◆ **THE TASK**
Pull out each line below that contains the word "sample", and treat uppercase and lowercase as different.

Point labeling examples
****************************************
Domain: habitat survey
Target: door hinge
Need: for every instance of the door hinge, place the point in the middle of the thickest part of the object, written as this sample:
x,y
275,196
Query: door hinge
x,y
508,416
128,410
****************************************
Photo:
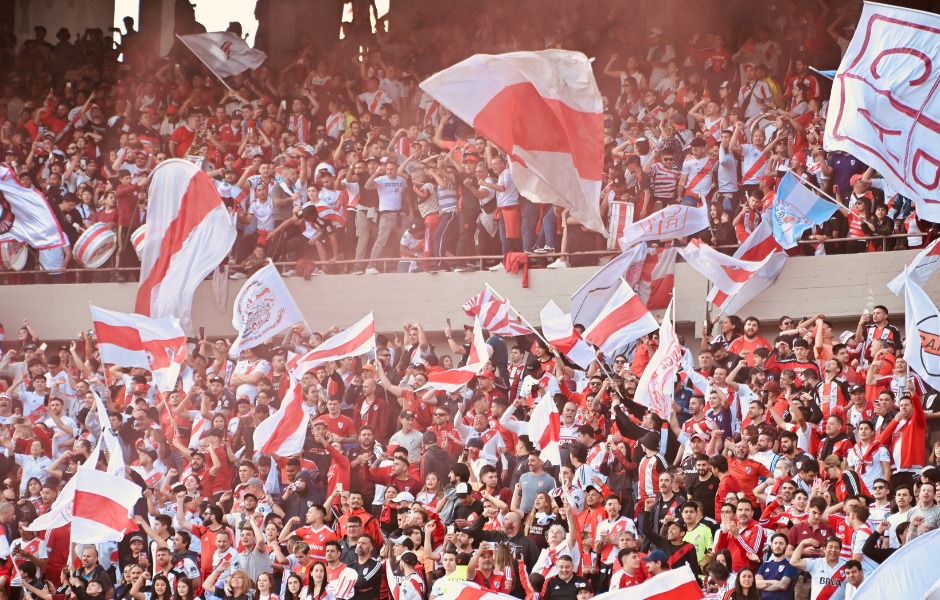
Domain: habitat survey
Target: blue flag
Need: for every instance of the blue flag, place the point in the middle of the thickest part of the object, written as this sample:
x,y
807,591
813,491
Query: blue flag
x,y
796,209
****************************************
◆ **RIGHT ANSWER**
Need: for every instance of the door hinge, place the point in the middle of the thickest part of the object, written as this sample:
Need: for every instance of the blue flag, place the point in the middle of the thickest part of the object, written as this sample:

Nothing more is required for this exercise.